**TASK STATEMENT**
Please give the whole listing again word for word, and drop any pictures it holds.

**RECORDS SHOWN**
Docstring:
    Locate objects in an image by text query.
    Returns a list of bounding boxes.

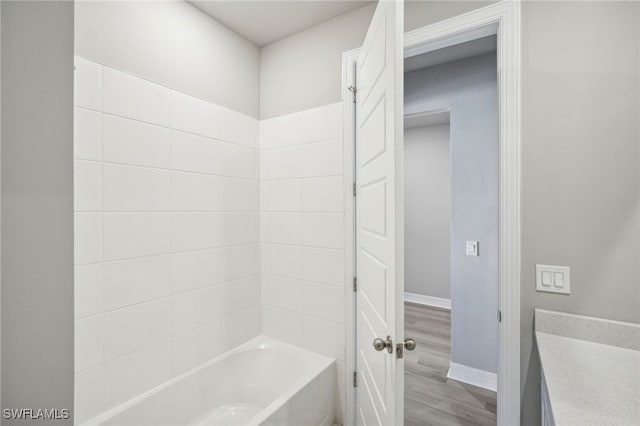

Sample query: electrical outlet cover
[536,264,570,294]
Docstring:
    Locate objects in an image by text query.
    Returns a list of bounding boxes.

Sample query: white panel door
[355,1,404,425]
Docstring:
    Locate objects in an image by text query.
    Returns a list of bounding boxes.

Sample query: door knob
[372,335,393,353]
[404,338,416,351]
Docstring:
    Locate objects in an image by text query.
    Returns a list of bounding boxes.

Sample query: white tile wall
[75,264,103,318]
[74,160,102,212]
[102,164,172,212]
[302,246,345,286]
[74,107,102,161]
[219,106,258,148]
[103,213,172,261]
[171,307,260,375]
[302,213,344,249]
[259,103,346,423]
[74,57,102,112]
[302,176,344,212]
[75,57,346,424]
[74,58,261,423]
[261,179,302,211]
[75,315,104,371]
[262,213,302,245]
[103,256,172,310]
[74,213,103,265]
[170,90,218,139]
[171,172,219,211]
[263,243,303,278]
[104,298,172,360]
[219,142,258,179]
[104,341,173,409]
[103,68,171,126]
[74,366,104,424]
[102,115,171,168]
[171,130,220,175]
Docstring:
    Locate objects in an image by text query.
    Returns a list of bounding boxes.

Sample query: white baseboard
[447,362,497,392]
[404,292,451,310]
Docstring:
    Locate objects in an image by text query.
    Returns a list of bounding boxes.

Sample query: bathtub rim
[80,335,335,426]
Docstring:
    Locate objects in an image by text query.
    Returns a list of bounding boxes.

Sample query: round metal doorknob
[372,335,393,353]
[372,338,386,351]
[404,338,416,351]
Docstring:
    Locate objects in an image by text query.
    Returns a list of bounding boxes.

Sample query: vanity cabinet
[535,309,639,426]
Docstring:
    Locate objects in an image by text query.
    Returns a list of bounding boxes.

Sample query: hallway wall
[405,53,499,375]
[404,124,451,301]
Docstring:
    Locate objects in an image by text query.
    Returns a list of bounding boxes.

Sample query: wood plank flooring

**RESPONSE TO THIS TASK**
Docstring:
    Locate objects in an image by text query.
    Returns a list of bounding boxes.


Sample query: electrical outlet cover
[536,264,570,294]
Docstring:
    Locate objects in an image by text query.
    Returns a list of bounding boxes.

Sample query: white panel door
[355,1,404,425]
Docstring:
    Locate objects in an image by text query.
    Returns a list of bounding boxes.

Sample query: door knob
[372,335,393,353]
[404,338,416,351]
Docstring:
    Locate objects in an image by text query.
    Returns a list of bounding boxes.

Sample query: white tile wall
[75,264,103,318]
[74,160,102,212]
[102,164,172,212]
[302,246,345,286]
[74,107,102,161]
[219,106,258,148]
[103,213,172,261]
[171,307,260,375]
[302,213,344,249]
[259,103,346,423]
[74,57,102,112]
[302,176,344,212]
[75,57,346,424]
[74,58,261,423]
[261,179,302,211]
[75,315,104,371]
[262,213,302,245]
[103,256,172,310]
[74,213,103,265]
[170,90,218,139]
[171,172,219,211]
[263,243,303,278]
[104,298,172,360]
[219,142,258,179]
[104,341,173,409]
[103,68,171,126]
[74,366,104,424]
[102,115,171,168]
[171,130,220,175]
Docstring:
    Locate objects in an image by text query.
    Returns a list of bounding boxes.

Sample query: white baseboard
[447,362,497,392]
[404,292,451,310]
Docstring:
    Locate objects in an image by text query.
    Returns a list of bounding boxes.

Sample query: bathtub rim
[80,335,335,426]
Docstring:
    Locate objects in an image by text query.
    Returns a list of bounding boxes.

Sample query: round metal doorknob
[372,335,393,353]
[372,338,386,351]
[404,338,416,351]
Docstring:
    Locate objects in an image by text query.
    Returns a list of bounding boxes.

Sample query: vanity cabinet
[535,309,639,426]
Docstring:
    Locate objects in an image by text query.
    Returns a list of bounding boxes.

Sample query: hallway wall
[405,53,499,375]
[404,124,451,301]
Docstring:
    Locate objects in an image by text query.
    Returns a list of bounding boxes.

Sample query: wood plank flooring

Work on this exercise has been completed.